Rows from a pointing dataset

● ● ● ● ●

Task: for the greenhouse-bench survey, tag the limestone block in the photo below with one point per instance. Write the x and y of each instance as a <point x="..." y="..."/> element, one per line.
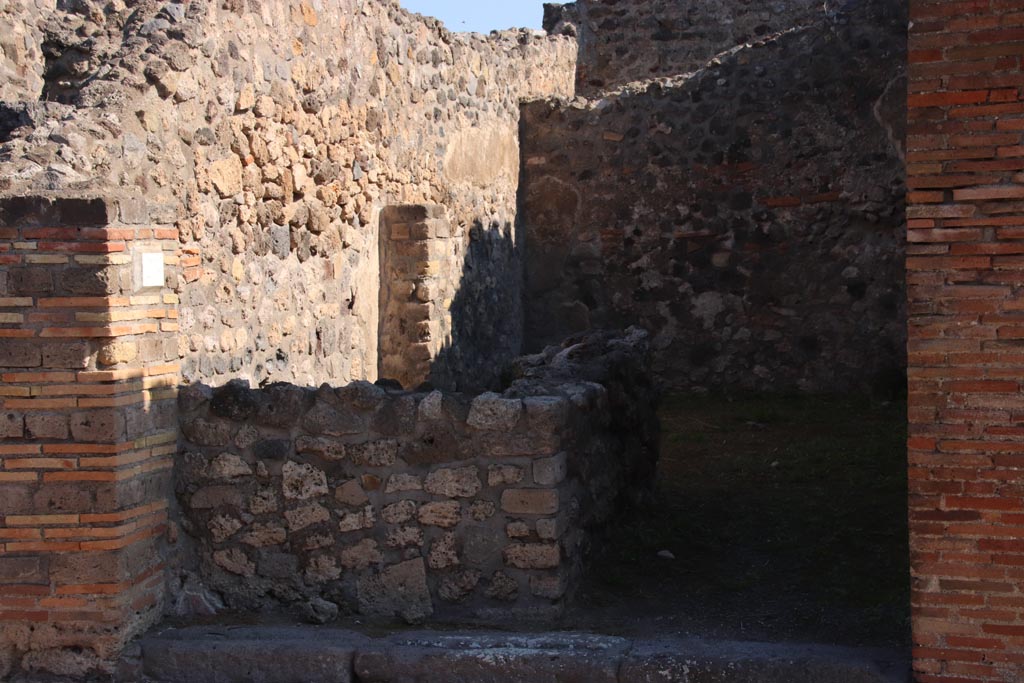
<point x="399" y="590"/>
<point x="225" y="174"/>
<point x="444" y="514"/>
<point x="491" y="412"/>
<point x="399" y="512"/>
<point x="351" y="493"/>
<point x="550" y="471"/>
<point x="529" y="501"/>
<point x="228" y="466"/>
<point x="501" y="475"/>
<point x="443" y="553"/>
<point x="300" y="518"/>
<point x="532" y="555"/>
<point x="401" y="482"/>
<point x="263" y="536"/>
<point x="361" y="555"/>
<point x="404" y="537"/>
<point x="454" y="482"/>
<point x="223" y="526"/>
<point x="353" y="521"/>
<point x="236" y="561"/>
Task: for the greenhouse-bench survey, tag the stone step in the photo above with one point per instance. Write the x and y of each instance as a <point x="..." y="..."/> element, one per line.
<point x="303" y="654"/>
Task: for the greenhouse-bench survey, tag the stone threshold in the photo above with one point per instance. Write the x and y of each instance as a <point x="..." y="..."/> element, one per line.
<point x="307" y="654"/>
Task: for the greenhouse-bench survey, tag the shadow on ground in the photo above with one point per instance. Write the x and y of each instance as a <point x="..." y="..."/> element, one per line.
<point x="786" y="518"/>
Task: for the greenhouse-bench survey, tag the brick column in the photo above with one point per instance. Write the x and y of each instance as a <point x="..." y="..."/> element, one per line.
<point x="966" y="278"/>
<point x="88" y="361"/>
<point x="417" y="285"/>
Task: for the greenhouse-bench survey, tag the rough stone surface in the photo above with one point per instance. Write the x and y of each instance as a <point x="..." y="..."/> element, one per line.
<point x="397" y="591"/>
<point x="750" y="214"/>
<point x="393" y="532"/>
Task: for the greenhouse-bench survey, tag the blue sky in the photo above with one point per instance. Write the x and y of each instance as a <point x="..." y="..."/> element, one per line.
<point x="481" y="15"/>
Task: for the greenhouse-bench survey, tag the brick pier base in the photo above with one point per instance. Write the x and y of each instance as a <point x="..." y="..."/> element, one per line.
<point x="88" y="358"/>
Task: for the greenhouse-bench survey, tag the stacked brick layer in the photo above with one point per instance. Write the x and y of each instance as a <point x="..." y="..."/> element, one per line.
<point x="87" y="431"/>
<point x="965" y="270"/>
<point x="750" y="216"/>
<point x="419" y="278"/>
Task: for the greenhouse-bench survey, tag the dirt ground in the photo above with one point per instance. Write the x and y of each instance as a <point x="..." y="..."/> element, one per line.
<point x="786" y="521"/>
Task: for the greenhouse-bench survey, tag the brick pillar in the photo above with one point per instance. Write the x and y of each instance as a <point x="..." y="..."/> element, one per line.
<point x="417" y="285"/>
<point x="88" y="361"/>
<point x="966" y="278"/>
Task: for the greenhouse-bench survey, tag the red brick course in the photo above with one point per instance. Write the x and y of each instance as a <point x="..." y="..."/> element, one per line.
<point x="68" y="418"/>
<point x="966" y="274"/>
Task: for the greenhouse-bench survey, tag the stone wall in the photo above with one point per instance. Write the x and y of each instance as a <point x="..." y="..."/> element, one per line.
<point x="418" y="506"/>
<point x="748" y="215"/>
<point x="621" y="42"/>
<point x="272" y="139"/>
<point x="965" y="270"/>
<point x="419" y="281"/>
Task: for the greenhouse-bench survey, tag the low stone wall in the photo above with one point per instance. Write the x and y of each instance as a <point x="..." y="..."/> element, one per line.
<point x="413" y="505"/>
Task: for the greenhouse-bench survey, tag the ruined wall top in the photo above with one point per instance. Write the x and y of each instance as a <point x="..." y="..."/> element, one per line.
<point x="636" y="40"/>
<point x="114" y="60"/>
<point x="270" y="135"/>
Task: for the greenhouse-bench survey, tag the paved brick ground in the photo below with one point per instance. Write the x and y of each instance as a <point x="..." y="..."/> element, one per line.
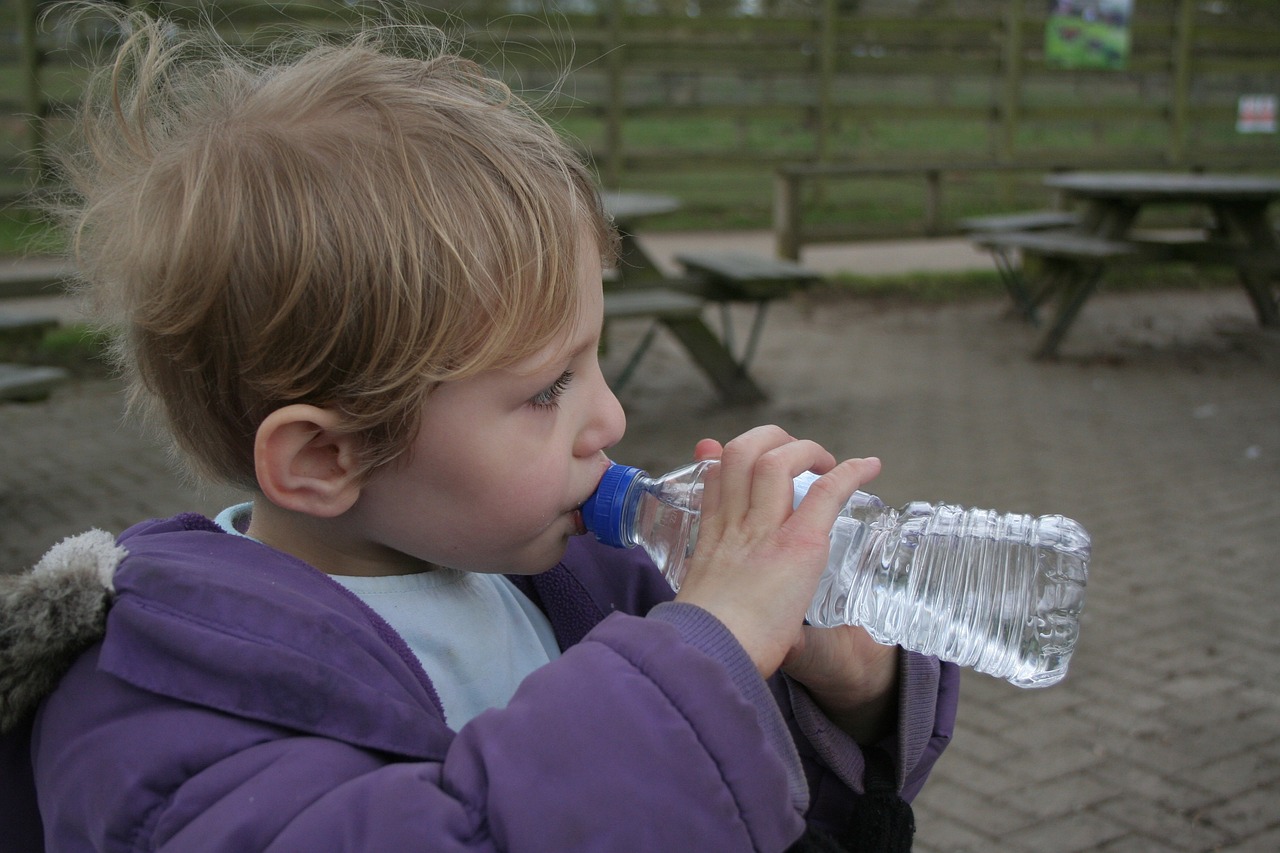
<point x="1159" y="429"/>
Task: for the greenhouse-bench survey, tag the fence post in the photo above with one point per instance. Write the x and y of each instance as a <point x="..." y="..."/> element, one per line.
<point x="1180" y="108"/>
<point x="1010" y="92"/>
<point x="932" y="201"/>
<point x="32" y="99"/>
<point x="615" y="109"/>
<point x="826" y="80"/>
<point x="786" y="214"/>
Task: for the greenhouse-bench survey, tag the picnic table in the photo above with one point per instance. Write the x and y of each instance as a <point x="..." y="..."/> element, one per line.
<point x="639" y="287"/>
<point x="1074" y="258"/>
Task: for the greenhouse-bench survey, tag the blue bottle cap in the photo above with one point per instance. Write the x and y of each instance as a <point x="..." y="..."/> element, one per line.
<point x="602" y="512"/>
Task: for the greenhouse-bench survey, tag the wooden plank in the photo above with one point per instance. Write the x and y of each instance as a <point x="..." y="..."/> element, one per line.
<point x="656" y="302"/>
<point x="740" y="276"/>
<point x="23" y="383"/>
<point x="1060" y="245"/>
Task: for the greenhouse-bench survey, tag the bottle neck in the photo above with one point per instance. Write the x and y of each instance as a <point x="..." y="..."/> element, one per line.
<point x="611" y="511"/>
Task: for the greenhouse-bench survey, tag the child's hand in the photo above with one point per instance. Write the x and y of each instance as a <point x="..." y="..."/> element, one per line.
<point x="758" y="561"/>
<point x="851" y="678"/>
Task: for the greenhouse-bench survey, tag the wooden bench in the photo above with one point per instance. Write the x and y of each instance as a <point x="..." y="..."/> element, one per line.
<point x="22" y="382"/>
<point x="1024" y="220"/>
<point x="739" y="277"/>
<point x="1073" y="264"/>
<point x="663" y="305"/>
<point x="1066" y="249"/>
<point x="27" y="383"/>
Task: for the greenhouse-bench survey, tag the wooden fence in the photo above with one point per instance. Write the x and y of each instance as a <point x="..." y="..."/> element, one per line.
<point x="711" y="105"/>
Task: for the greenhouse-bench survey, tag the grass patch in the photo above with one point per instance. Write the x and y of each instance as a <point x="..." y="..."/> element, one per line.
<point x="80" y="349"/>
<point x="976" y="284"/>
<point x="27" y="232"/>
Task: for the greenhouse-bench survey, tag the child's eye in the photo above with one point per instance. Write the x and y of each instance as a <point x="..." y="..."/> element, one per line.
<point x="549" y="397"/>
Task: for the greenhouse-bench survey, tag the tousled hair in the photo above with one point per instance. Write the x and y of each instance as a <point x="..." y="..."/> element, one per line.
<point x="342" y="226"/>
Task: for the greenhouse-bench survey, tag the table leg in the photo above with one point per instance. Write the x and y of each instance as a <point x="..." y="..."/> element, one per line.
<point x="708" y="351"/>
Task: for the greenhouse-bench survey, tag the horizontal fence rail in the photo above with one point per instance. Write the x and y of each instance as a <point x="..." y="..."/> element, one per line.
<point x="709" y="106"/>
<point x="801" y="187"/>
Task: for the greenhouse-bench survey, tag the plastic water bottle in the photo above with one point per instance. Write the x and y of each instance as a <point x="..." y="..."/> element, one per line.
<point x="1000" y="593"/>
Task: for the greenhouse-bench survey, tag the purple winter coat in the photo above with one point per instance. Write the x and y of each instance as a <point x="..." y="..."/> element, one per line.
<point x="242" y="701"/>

● ● ● ● ●

- **THE EXERCISE**
Please write out every one of the items above word for word, leaving out the pictures.

- **RESULT**
Task: for the greenhouse-bench survey, tag the limestone block in the photo below with one point per instance. Write the x and y of each instance as a <point x="..." y="..."/> element, one per line.
<point x="399" y="590"/>
<point x="225" y="174"/>
<point x="444" y="514"/>
<point x="491" y="412"/>
<point x="399" y="512"/>
<point x="351" y="493"/>
<point x="550" y="471"/>
<point x="529" y="501"/>
<point x="228" y="466"/>
<point x="501" y="475"/>
<point x="443" y="553"/>
<point x="300" y="518"/>
<point x="532" y="555"/>
<point x="401" y="482"/>
<point x="263" y="536"/>
<point x="361" y="555"/>
<point x="404" y="537"/>
<point x="454" y="482"/>
<point x="223" y="526"/>
<point x="353" y="521"/>
<point x="236" y="561"/>
Task: for the greenhouse-bench survey, tag the stone step in the photo above with one point per instance. Write the x and y of each instance as a <point x="..." y="..."/> element, one per line.
<point x="303" y="654"/>
Task: for the greenhouse-bench survey, tag the stone threshold in the photo above with one point per instance. Write the x and y of each instance as a <point x="..." y="..."/> element, one per line.
<point x="307" y="654"/>
Task: for the greenhouse-bench survey, tag the shadow on ground in the photo above with one point per instance. Write the x and y of each instance as a <point x="..." y="..."/> element, one per line.
<point x="786" y="518"/>
Task: for the greenhouse-bench survey, tag the brick column in the photo above with one point per instance. Write the x and y of each instance as a <point x="..." y="..."/> element, one per line.
<point x="966" y="278"/>
<point x="88" y="361"/>
<point x="417" y="285"/>
Task: for the greenhouse-bench survey, tag the rough stone surface in the photo above with one point per instance. Write the x and y of each instance as a <point x="..." y="..."/> element, one per line.
<point x="397" y="591"/>
<point x="750" y="214"/>
<point x="393" y="532"/>
Task: for the greenhouse-bench survey, tag the blue sky in the photo above with one point per instance. Write the x and y of each instance as a <point x="..." y="..."/> element, one per line.
<point x="481" y="15"/>
Task: for the greenhouse-bench survey, tag the brick pier base in the photo above with one point per instance. Write the x and y of each instance as a <point x="..." y="..."/> element, one per line.
<point x="88" y="358"/>
Task: for the greenhouse-bench survey, tag the stacked brick layer in the photo above with one point per instance. Write the x and y of each instance as a <point x="..." y="..."/> element, one per line.
<point x="87" y="431"/>
<point x="965" y="270"/>
<point x="750" y="216"/>
<point x="419" y="278"/>
Task: for the greenhouse-bench survey, tag the dirt ground in the photo above with one point per instance. Write the x and y of each instance as a <point x="..." y="..."/> element, one per line.
<point x="786" y="521"/>
Task: for the greenhouse-bench survey, tag the brick pillar in the photo above with one point per instance. Write the x and y of each instance as a <point x="..." y="..."/> element, one per line.
<point x="417" y="285"/>
<point x="88" y="361"/>
<point x="966" y="278"/>
Task: for the greenhouse-bench survey, tag the red brick course in the photo above with one point per instance. Write the x and y of each instance as a <point x="..." y="..."/> element, one per line.
<point x="68" y="418"/>
<point x="966" y="274"/>
Task: for the greenhouse-bench survey, tag the stone wall in the photo above with one point per instance. Write the x and y of each instance as a <point x="..." y="..."/> element, one per line.
<point x="418" y="506"/>
<point x="748" y="215"/>
<point x="621" y="42"/>
<point x="272" y="139"/>
<point x="965" y="270"/>
<point x="419" y="281"/>
Task: for the greenhouse-bench survey, tag the low stone wall in the photo above with one point per instance. Write the x and y of each instance as a <point x="..." y="..."/> element, one per line.
<point x="413" y="505"/>
Task: for the greenhouse-bench survey, tag the ruined wall top in the photo above with one point per instance. Write the x and y of each instance as a <point x="..." y="..."/> element, one per line.
<point x="636" y="40"/>
<point x="114" y="60"/>
<point x="270" y="135"/>
Task: for the greenhouse-bench survey, tag the paved brick ground in the photo below with one point per instance. Write the x and y of each instance as a <point x="..." y="..."/> element, one per line.
<point x="1159" y="429"/>
Task: for the greenhouse-bench survey, tag the fence post in the photo above with one point per instance. Write the x and y of each instance as a <point x="..." y="..."/> element, one per line.
<point x="1180" y="108"/>
<point x="1010" y="92"/>
<point x="932" y="201"/>
<point x="32" y="99"/>
<point x="615" y="109"/>
<point x="826" y="80"/>
<point x="786" y="214"/>
Task: for the greenhouse-bench survey, tag the picnic table in the photo above with one point per instance. Write the x and y of each instance as a <point x="..." y="..."/> element, one per line.
<point x="639" y="287"/>
<point x="1074" y="258"/>
Task: for the greenhouse-bench survey, tag the blue bottle cap in the photo above with one point per instance. Write the x and y of each instance as a <point x="..." y="..."/> element, one per line.
<point x="602" y="512"/>
Task: for the greenhouse-bench survey, tag the wooden plank in the photo above with one point per instance. Write the x and y of each instance as a <point x="..." y="..."/> element, one per line.
<point x="656" y="302"/>
<point x="740" y="276"/>
<point x="23" y="383"/>
<point x="1060" y="245"/>
Task: for the greenhouse-bench survey, tag the bottle neck in the photo above with one point per instance. Write the x and y of each instance as a <point x="..." y="..."/> element, one per line.
<point x="611" y="511"/>
Task: for the greenhouse-bench survey, tag the child's hand in the photo above with one point per instance. Write the x and y of each instance as a <point x="..." y="..."/> element, one per line.
<point x="758" y="561"/>
<point x="851" y="678"/>
Task: for the greenhouse-bench survey, tag the wooden bench in the photo above with one point per instance. Write the x and y of each instance as a <point x="..." y="..."/> element, one per line.
<point x="22" y="382"/>
<point x="1024" y="220"/>
<point x="739" y="277"/>
<point x="1073" y="264"/>
<point x="663" y="305"/>
<point x="1066" y="249"/>
<point x="27" y="383"/>
Task: for the greenhouse-bench survey, tag the wooden fence in the photo above with one point per instance. Write the x and y of each instance as a <point x="..." y="..."/> element, one per line.
<point x="711" y="105"/>
Task: for the greenhouse-bench survey, tag the grass patch in the photo above with one point per instance. Write the x and y of each instance as a <point x="..." y="..."/> element, one per line.
<point x="80" y="349"/>
<point x="976" y="284"/>
<point x="27" y="232"/>
Task: for the greenhouse-bench survey, tag the child's eye in the photo above with one point per instance. Write the x and y of each instance as a <point x="..." y="..."/> element, one per line.
<point x="549" y="397"/>
Task: for the greenhouse-bench survey, tag the tousled hair in the photo above with one point per instance. Write the x and y of each instance as a <point x="..." y="..."/> element, one per line.
<point x="342" y="226"/>
Task: for the greenhouse-bench survey, tag the table leg in the photo above with one point per instance. Write the x and y of each instance as a <point x="..." y="..."/> element, one per line.
<point x="708" y="351"/>
Task: for the greenhouse-bench survey, tag the horizontal fence rail in the photo above with one point per instance. Write the x and y of each instance as a <point x="..." y="..."/> element, one per line.
<point x="709" y="106"/>
<point x="801" y="187"/>
Task: for the greenhouse-bench survey, tag the plastic water bottle in the photo above with one point per instance. Write the x and y of each instance as a <point x="..." y="..."/> element, one per line.
<point x="1000" y="593"/>
Task: for the greenhouse-bench survey, tag the purple winter coat in the photo above with one point per instance. Write the x and y of each instance as a <point x="..." y="..."/> element, one per line.
<point x="242" y="701"/>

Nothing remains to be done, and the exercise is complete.